## 任务说明
请把下面列表中所有的"single marker"换成"single dot"，其余内容一字不改，再将这些行完整写出。

关于物体位置的数据集记录:
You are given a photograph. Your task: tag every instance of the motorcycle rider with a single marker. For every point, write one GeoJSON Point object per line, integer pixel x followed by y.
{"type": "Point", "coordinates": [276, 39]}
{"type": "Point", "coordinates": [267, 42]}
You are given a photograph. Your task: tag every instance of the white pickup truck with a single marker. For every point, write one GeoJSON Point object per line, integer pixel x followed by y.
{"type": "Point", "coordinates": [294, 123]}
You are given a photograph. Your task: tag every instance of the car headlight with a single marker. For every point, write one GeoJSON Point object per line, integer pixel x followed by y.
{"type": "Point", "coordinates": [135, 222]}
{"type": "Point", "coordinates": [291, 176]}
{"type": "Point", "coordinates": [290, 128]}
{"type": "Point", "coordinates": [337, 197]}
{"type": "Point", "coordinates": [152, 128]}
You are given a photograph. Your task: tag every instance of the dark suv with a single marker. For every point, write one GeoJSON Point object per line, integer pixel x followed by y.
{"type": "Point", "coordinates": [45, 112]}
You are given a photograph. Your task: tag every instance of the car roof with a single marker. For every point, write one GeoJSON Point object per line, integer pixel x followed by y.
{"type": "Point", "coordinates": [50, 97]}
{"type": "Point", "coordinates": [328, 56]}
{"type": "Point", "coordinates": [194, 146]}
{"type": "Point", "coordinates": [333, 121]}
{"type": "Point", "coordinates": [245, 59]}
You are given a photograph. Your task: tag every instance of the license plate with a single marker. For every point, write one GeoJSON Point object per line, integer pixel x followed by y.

## 完成结果
You are given a photograph. Your task: tag every instance of the motorcycle rider with a single dot. For every point, write one GeoJSON Point object per line, integer pixel x followed by y.
{"type": "Point", "coordinates": [276, 39]}
{"type": "Point", "coordinates": [267, 42]}
You are given a photograph. Your task: tag every instance of the white pickup truck with a single dot. For every point, write one GeoJSON Point object per line, integer pixel x followed by y.
{"type": "Point", "coordinates": [294, 123]}
You are given a photograph. Your task: tag every instance of the car headlight with a single dot. For every point, write one GeoJSON Point object per line, integer pixel x followed by y.
{"type": "Point", "coordinates": [135, 222]}
{"type": "Point", "coordinates": [291, 176]}
{"type": "Point", "coordinates": [290, 128]}
{"type": "Point", "coordinates": [337, 197]}
{"type": "Point", "coordinates": [152, 128]}
You are given a photograph. Your task: tag every instance of the dark suv with a single dot. For every point, write one GeoJSON Point object per line, integer pixel x followed by y.
{"type": "Point", "coordinates": [45, 112]}
You are given a photograph. Your task: tag every instance of the car roof with a single dot. For every point, write one GeoJSON Point object per line, integer pixel x followed by y.
{"type": "Point", "coordinates": [50, 97]}
{"type": "Point", "coordinates": [328, 56]}
{"type": "Point", "coordinates": [194, 146]}
{"type": "Point", "coordinates": [333, 121]}
{"type": "Point", "coordinates": [245, 59]}
You are given a photograph. Your task: tag every instance of the license plate with a single dot. For every point, write one GeoJSON Point object per line, integer pixel x followed by y.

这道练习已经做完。